_What the exercise asks_
Output should begin at the line holding "Query: building facade" and end at the last line of the entries; print those lines verbatim and no others.

_Natural-language object grounding data_
----

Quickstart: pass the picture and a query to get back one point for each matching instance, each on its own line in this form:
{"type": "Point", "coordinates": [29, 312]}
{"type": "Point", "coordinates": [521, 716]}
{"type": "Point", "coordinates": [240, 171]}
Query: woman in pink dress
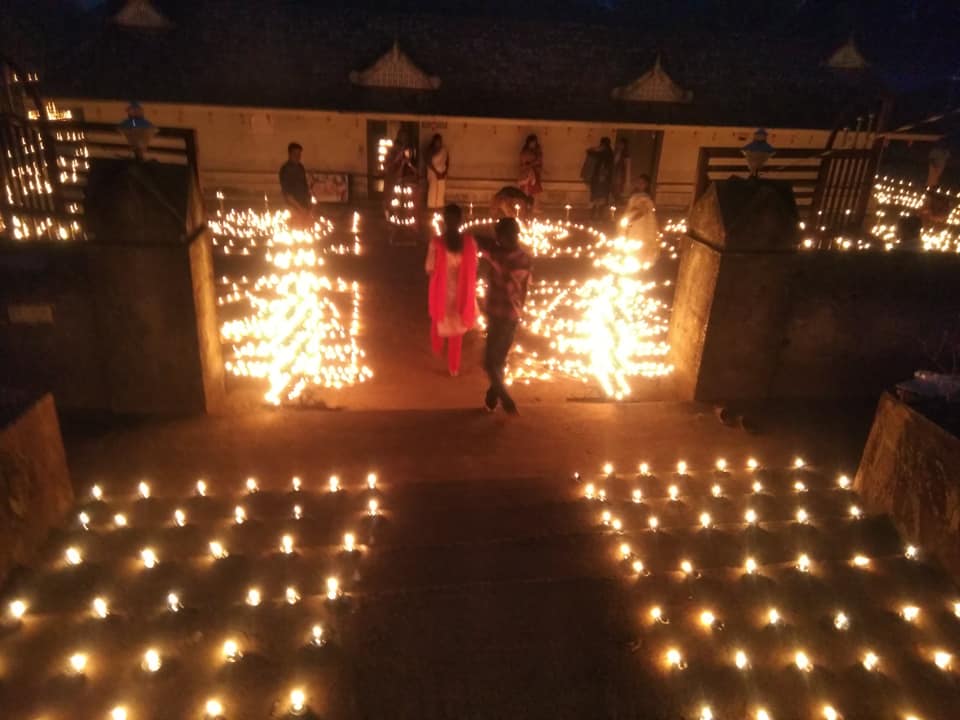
{"type": "Point", "coordinates": [452, 266]}
{"type": "Point", "coordinates": [531, 168]}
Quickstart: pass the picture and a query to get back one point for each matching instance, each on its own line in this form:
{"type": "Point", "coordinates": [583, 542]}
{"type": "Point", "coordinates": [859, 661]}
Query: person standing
{"type": "Point", "coordinates": [293, 183]}
{"type": "Point", "coordinates": [621, 170]}
{"type": "Point", "coordinates": [438, 165]}
{"type": "Point", "coordinates": [452, 300]}
{"type": "Point", "coordinates": [507, 283]}
{"type": "Point", "coordinates": [599, 176]}
{"type": "Point", "coordinates": [531, 168]}
{"type": "Point", "coordinates": [639, 222]}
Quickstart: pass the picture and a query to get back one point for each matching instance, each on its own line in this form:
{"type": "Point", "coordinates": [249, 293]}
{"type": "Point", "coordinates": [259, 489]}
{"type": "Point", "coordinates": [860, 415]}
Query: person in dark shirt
{"type": "Point", "coordinates": [507, 283]}
{"type": "Point", "coordinates": [293, 182]}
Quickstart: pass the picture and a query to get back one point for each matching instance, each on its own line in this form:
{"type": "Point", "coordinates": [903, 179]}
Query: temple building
{"type": "Point", "coordinates": [344, 82]}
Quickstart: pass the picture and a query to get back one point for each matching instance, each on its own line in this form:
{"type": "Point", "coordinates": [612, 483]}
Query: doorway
{"type": "Point", "coordinates": [381, 135]}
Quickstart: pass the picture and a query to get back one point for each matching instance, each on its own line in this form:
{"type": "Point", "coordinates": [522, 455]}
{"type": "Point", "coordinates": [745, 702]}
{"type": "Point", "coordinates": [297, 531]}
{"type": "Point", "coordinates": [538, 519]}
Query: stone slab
{"type": "Point", "coordinates": [910, 469]}
{"type": "Point", "coordinates": [35, 489]}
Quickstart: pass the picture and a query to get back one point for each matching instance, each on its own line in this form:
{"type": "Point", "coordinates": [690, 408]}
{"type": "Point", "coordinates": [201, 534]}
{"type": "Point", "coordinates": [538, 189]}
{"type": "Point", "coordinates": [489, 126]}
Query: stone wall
{"type": "Point", "coordinates": [35, 489]}
{"type": "Point", "coordinates": [754, 325]}
{"type": "Point", "coordinates": [910, 470]}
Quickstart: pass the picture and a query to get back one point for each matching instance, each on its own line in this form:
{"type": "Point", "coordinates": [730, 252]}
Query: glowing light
{"type": "Point", "coordinates": [18, 609]}
{"type": "Point", "coordinates": [231, 651]}
{"type": "Point", "coordinates": [78, 663]}
{"type": "Point", "coordinates": [149, 558]}
{"type": "Point", "coordinates": [333, 588]}
{"type": "Point", "coordinates": [943, 659]}
{"type": "Point", "coordinates": [151, 661]}
{"type": "Point", "coordinates": [100, 607]}
{"type": "Point", "coordinates": [298, 702]}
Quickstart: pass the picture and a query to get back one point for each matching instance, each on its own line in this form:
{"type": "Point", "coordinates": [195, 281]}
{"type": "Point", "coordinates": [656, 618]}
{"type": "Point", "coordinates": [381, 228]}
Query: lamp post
{"type": "Point", "coordinates": [757, 152]}
{"type": "Point", "coordinates": [137, 130]}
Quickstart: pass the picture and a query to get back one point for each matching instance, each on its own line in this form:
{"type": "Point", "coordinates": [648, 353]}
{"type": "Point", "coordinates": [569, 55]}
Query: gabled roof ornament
{"type": "Point", "coordinates": [395, 69]}
{"type": "Point", "coordinates": [653, 86]}
{"type": "Point", "coordinates": [847, 57]}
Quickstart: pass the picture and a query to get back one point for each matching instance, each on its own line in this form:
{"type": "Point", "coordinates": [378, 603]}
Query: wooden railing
{"type": "Point", "coordinates": [831, 187]}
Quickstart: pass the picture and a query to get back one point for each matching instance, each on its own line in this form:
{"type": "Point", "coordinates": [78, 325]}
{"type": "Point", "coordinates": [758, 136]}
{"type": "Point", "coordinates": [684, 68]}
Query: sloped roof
{"type": "Point", "coordinates": [301, 55]}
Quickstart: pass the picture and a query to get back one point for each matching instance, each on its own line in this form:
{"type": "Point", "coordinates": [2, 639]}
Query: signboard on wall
{"type": "Point", "coordinates": [330, 187]}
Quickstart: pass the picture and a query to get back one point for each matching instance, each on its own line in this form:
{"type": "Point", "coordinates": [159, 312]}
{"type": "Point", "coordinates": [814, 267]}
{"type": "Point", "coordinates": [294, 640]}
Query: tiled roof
{"type": "Point", "coordinates": [296, 55]}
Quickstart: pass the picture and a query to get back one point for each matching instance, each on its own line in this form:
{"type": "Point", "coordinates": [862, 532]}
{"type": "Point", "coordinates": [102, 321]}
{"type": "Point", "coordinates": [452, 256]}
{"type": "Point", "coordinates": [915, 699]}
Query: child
{"type": "Point", "coordinates": [508, 280]}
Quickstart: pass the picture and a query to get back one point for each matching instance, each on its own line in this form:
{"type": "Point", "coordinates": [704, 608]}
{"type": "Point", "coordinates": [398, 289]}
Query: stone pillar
{"type": "Point", "coordinates": [35, 489]}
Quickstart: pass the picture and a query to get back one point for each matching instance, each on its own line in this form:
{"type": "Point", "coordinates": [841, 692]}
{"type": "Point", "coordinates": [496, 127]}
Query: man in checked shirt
{"type": "Point", "coordinates": [507, 284]}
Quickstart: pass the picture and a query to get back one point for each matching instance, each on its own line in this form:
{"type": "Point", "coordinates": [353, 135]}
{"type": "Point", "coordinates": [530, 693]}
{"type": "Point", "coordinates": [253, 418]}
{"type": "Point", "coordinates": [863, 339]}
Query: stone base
{"type": "Point", "coordinates": [35, 489]}
{"type": "Point", "coordinates": [910, 470]}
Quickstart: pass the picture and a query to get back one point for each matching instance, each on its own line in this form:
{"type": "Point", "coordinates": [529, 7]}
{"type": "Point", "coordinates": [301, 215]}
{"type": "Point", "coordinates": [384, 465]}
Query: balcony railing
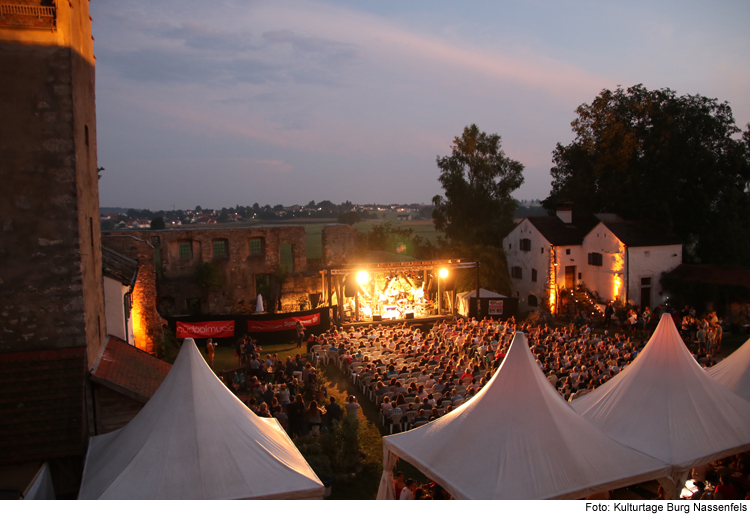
{"type": "Point", "coordinates": [24, 16]}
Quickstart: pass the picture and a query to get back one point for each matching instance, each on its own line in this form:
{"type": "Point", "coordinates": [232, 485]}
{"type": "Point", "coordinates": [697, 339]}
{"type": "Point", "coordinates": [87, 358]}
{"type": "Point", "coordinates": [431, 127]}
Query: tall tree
{"type": "Point", "coordinates": [675, 160]}
{"type": "Point", "coordinates": [477, 179]}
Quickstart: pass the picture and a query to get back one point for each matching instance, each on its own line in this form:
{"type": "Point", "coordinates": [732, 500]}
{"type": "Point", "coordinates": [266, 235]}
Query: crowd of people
{"type": "Point", "coordinates": [414, 376]}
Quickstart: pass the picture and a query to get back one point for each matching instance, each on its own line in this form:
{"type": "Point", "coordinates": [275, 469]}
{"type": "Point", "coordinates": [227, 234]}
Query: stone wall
{"type": "Point", "coordinates": [296, 290]}
{"type": "Point", "coordinates": [147, 327]}
{"type": "Point", "coordinates": [340, 241]}
{"type": "Point", "coordinates": [238, 256]}
{"type": "Point", "coordinates": [50, 276]}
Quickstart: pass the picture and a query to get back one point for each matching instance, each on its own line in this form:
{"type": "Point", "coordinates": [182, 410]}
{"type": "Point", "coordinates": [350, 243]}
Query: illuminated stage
{"type": "Point", "coordinates": [393, 291]}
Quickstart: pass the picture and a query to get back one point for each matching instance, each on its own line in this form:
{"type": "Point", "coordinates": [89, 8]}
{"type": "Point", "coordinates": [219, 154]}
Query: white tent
{"type": "Point", "coordinates": [463, 300]}
{"type": "Point", "coordinates": [517, 439]}
{"type": "Point", "coordinates": [734, 371]}
{"type": "Point", "coordinates": [195, 440]}
{"type": "Point", "coordinates": [665, 405]}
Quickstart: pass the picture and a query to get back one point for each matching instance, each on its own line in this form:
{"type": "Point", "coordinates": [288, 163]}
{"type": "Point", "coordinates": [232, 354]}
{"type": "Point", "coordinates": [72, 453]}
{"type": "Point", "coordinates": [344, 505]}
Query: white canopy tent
{"type": "Point", "coordinates": [734, 371]}
{"type": "Point", "coordinates": [463, 299]}
{"type": "Point", "coordinates": [665, 405]}
{"type": "Point", "coordinates": [195, 440]}
{"type": "Point", "coordinates": [517, 439]}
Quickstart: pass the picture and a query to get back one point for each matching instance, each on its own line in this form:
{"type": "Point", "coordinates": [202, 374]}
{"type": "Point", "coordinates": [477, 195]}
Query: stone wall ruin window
{"type": "Point", "coordinates": [257, 247]}
{"type": "Point", "coordinates": [186, 250]}
{"type": "Point", "coordinates": [220, 248]}
{"type": "Point", "coordinates": [286, 258]}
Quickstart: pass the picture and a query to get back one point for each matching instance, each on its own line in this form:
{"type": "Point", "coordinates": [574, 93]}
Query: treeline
{"type": "Point", "coordinates": [345, 212]}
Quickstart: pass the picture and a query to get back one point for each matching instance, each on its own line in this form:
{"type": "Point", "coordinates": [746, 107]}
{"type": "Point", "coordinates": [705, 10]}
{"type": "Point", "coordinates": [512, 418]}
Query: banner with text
{"type": "Point", "coordinates": [207, 329]}
{"type": "Point", "coordinates": [288, 323]}
{"type": "Point", "coordinates": [496, 308]}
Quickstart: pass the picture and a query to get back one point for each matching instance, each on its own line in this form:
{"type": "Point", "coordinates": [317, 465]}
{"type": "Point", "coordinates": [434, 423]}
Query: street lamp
{"type": "Point", "coordinates": [362, 278]}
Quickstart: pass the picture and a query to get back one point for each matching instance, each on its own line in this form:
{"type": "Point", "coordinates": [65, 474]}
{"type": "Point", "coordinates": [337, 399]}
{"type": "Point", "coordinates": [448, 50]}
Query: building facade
{"type": "Point", "coordinates": [52, 318]}
{"type": "Point", "coordinates": [222, 271]}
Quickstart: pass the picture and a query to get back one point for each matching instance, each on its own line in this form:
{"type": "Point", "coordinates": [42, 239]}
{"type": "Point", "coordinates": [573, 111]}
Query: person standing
{"type": "Point", "coordinates": [300, 334]}
{"type": "Point", "coordinates": [609, 311]}
{"type": "Point", "coordinates": [351, 409]}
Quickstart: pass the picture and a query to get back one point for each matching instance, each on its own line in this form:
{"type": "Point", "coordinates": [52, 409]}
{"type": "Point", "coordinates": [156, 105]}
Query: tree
{"type": "Point", "coordinates": [478, 179]}
{"type": "Point", "coordinates": [676, 161]}
{"type": "Point", "coordinates": [350, 218]}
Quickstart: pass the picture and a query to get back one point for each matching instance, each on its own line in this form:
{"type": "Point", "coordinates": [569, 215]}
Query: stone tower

----

_Answer box_
Query: building facade
{"type": "Point", "coordinates": [52, 318]}
{"type": "Point", "coordinates": [222, 271]}
Quickstart: pass the picture and a query to get back one point for each matching instance, each on its own line in this form:
{"type": "Point", "coordinates": [42, 239]}
{"type": "Point", "coordinates": [573, 111]}
Query: person standing
{"type": "Point", "coordinates": [300, 334]}
{"type": "Point", "coordinates": [609, 311]}
{"type": "Point", "coordinates": [351, 409]}
Quickstart: pass the picture and a query to get back one point for each matching instance, each on its own line in this form:
{"type": "Point", "coordinates": [52, 409]}
{"type": "Point", "coordinates": [156, 105]}
Query: tree
{"type": "Point", "coordinates": [478, 179]}
{"type": "Point", "coordinates": [676, 161]}
{"type": "Point", "coordinates": [350, 218]}
Quickstart: pass the picture and a query to get back one point for each matching instance, each on its own line in this form:
{"type": "Point", "coordinates": [569, 215]}
Query: stone tower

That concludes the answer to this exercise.